Look at the entries below and reproduce them exactly.

* Records for the exercise:
[Start of section]
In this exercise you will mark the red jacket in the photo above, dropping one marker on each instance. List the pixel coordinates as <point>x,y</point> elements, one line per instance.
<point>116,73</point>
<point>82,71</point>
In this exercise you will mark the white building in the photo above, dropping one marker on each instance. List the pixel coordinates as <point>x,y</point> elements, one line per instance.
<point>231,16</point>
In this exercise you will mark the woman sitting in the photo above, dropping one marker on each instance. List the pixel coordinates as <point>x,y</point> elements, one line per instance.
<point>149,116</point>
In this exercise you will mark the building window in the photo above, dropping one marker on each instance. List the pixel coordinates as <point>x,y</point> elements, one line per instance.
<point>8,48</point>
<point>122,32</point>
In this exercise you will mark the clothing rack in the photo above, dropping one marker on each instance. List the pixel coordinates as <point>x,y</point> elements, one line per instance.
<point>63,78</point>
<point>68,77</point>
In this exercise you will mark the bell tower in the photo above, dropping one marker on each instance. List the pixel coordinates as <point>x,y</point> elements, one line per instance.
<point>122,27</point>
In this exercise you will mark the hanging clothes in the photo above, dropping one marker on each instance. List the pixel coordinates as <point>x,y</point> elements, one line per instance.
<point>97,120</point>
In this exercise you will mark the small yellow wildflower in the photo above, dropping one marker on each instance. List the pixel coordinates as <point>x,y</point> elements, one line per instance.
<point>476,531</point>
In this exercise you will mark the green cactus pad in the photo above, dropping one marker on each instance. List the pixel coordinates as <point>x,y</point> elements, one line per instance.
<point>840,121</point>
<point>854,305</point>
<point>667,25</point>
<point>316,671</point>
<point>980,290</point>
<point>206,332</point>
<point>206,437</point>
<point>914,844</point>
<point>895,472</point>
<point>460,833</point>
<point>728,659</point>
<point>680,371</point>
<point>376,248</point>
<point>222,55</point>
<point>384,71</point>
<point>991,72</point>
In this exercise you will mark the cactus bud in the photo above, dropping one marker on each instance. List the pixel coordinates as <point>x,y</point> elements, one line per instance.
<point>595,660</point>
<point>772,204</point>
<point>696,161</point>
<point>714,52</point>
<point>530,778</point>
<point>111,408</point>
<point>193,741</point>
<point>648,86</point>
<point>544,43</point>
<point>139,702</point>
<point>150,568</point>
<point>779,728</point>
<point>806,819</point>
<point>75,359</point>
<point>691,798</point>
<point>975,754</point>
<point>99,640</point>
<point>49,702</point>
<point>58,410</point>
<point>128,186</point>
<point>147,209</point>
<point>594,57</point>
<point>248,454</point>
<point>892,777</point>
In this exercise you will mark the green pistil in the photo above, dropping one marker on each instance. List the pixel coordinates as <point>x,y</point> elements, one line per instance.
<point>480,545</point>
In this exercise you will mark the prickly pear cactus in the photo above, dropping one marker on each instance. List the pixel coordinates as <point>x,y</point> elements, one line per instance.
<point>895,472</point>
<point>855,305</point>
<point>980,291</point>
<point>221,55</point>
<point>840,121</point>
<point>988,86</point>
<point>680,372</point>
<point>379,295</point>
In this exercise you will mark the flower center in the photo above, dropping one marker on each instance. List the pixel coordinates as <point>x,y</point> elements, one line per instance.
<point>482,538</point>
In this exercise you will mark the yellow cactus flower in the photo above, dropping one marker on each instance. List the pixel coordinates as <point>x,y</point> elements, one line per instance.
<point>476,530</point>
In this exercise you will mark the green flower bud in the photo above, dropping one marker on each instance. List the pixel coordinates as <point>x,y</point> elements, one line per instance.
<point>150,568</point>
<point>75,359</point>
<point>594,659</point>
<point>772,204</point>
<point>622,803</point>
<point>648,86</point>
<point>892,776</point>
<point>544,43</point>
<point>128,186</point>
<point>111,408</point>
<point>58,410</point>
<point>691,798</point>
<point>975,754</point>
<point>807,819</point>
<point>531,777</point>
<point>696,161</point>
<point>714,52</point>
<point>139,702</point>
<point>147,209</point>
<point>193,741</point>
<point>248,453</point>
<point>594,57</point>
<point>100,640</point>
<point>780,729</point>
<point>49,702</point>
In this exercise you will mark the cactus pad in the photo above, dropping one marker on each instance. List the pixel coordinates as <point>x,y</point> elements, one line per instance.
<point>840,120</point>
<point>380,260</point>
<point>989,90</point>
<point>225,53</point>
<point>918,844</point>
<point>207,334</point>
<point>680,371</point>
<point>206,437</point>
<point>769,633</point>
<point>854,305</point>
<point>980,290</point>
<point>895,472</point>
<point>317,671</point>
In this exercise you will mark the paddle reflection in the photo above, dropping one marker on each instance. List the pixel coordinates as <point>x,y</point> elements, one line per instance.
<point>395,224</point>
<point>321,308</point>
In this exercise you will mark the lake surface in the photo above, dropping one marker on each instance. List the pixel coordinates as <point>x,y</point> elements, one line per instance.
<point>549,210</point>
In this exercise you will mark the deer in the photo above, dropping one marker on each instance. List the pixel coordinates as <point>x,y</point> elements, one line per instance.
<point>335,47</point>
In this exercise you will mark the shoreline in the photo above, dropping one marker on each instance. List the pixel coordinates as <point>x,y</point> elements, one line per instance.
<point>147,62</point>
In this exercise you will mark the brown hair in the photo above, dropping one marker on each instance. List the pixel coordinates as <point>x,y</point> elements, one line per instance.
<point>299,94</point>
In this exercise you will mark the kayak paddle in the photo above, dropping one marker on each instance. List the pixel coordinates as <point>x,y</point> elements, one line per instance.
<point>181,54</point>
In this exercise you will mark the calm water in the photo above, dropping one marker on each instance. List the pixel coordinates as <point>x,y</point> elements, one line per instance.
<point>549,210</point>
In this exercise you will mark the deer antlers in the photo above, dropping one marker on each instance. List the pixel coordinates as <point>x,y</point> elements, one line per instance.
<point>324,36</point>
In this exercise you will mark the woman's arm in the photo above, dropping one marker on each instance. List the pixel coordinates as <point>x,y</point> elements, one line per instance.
[End of section]
* Solution below:
In this exercise you will mark the red jacket in the photo above, dropping one marker on each instance. List the pixel coordinates as <point>x,y</point> elements, one line per instance.
<point>116,73</point>
<point>82,71</point>
In this exercise you will mark the white building in the photo above, dropping one marker on each instance. List the pixel coordinates as <point>x,y</point> elements, one line per instance.
<point>231,16</point>
In this exercise you will mark the woman sitting in the photo above, dropping one marker on each instance. List the pixel coordinates as <point>x,y</point> elements, one line per instance.
<point>149,116</point>
In this exercise you will mark the building window in the photo above, dropping one marker on each instance. List the pixel coordinates as <point>x,y</point> elements, one line per instance.
<point>8,48</point>
<point>122,32</point>
In this exercise you will mark the clothing rack in the photo above, dropping one marker on each instance. List the pixel coordinates as <point>x,y</point> elements, one line per instance.
<point>63,78</point>
<point>68,77</point>
In this exercise you will mark the bell tower in the photo above, dropping one marker on each instance. List the pixel coordinates as <point>x,y</point> elements, one line per instance.
<point>122,27</point>
In this exercise you will mark the hanging clothes in the photo above, dropping one marker on each instance. List the pixel coordinates as <point>x,y</point> elements, one line per instance.
<point>97,120</point>
In this exercise you will mark the small yellow wildflower in the photo above, dropping one marker on each instance. List the pixel coordinates as <point>x,y</point> elements, one line per instance.
<point>476,531</point>
In this exercise you will mark the green cactus pad in the photo above, dropping one marker on each instance. List the pixel coordinates as <point>x,y</point> elements, one line per instance.
<point>840,121</point>
<point>854,305</point>
<point>667,25</point>
<point>316,671</point>
<point>980,290</point>
<point>206,332</point>
<point>206,437</point>
<point>914,844</point>
<point>895,472</point>
<point>460,833</point>
<point>728,659</point>
<point>680,371</point>
<point>376,248</point>
<point>222,55</point>
<point>384,71</point>
<point>991,72</point>
In this exercise you will mark the cactus bud in the photo above, dropping one marker on each instance. List the pixel coordinates as <point>x,y</point> elements, one line per instance.
<point>595,660</point>
<point>772,204</point>
<point>696,161</point>
<point>714,52</point>
<point>530,778</point>
<point>111,408</point>
<point>193,741</point>
<point>648,86</point>
<point>544,43</point>
<point>139,702</point>
<point>150,568</point>
<point>779,728</point>
<point>806,819</point>
<point>75,359</point>
<point>691,798</point>
<point>975,754</point>
<point>99,640</point>
<point>49,702</point>
<point>58,410</point>
<point>128,186</point>
<point>147,209</point>
<point>594,57</point>
<point>248,454</point>
<point>892,777</point>
In this exercise you will mark the green pistil in the photo above, dropping one marker on each instance. List the pixel coordinates as <point>x,y</point> elements, one line per instance.
<point>480,545</point>
In this exercise you will mark the prickly pear cactus in the photo above, dropping one marker on each instance. List the pixel coordinates as <point>x,y</point> elements, one line per instance.
<point>895,472</point>
<point>855,305</point>
<point>980,291</point>
<point>221,55</point>
<point>840,121</point>
<point>988,86</point>
<point>680,372</point>
<point>379,295</point>
In this exercise you will mark the flower center in the photo above, dropping one marker on each instance. List the pixel coordinates as <point>x,y</point> elements, one line per instance.
<point>482,538</point>
In this exercise you will mark the yellow cactus flower in the photo above, dropping one marker on each instance. List the pixel coordinates as <point>x,y</point> elements, one line per instance.
<point>476,530</point>
In this exercise you will mark the green flower bud in the photo above, dropping one marker on each instance. List the pixel coordinates as <point>x,y</point> elements, one line per instance.
<point>150,568</point>
<point>75,359</point>
<point>594,659</point>
<point>772,204</point>
<point>622,803</point>
<point>648,86</point>
<point>892,776</point>
<point>544,43</point>
<point>128,186</point>
<point>111,408</point>
<point>58,410</point>
<point>691,798</point>
<point>975,754</point>
<point>807,819</point>
<point>531,777</point>
<point>696,161</point>
<point>714,52</point>
<point>139,702</point>
<point>147,209</point>
<point>193,741</point>
<point>248,453</point>
<point>594,57</point>
<point>100,640</point>
<point>780,729</point>
<point>49,702</point>
In this exercise you will mark the cactus pad in the photo above, dropping one marker on each instance. List the pixel coordinates as <point>x,y</point> elements, one line per instance.
<point>840,120</point>
<point>380,260</point>
<point>989,90</point>
<point>225,53</point>
<point>918,844</point>
<point>207,334</point>
<point>680,371</point>
<point>206,437</point>
<point>769,633</point>
<point>854,305</point>
<point>980,290</point>
<point>895,472</point>
<point>317,671</point>
In this exercise you will mark the paddle reflection in the photo above, dropping one marker on each instance. List the pixel coordinates as <point>x,y</point> elements, one line per instance.
<point>395,224</point>
<point>321,308</point>
In this exercise you will mark the lake surface in the photo above, dropping one marker on each instance. List the pixel coordinates as <point>x,y</point> elements, one line per instance.
<point>549,210</point>
In this exercise you will mark the deer in the photo above, dropping one marker on each instance. List the pixel coordinates as <point>x,y</point> elements, one line per instance.
<point>335,47</point>
In this exercise you will mark the shoreline in the photo above, dropping one marker on each instance. List the pixel coordinates as <point>x,y</point> elements, one line per instance.
<point>147,62</point>
In this exercise you will mark the brown hair in the photo above, dropping one marker on each instance. List the pixel coordinates as <point>x,y</point> elements, one line per instance.
<point>299,94</point>
In this exercise you will mark the kayak paddle in the photo above, dropping one marker on each instance. List the pixel coordinates as <point>x,y</point> elements, one line per instance.
<point>181,54</point>
In this exercise you will mark the calm water in the photo above, dropping one marker on each instance. List the pixel coordinates as <point>x,y</point> elements, one line per instance.
<point>549,210</point>
In this exercise you will mark the deer antlers in the photo above, dropping one marker on each instance. List the pixel coordinates as <point>x,y</point> elements, one line per instance.
<point>324,36</point>
In this exercise you will mark the woman's arm in the photo above, dropping one marker on each instance. List the pixel coordinates as <point>x,y</point> elements, one line per instance.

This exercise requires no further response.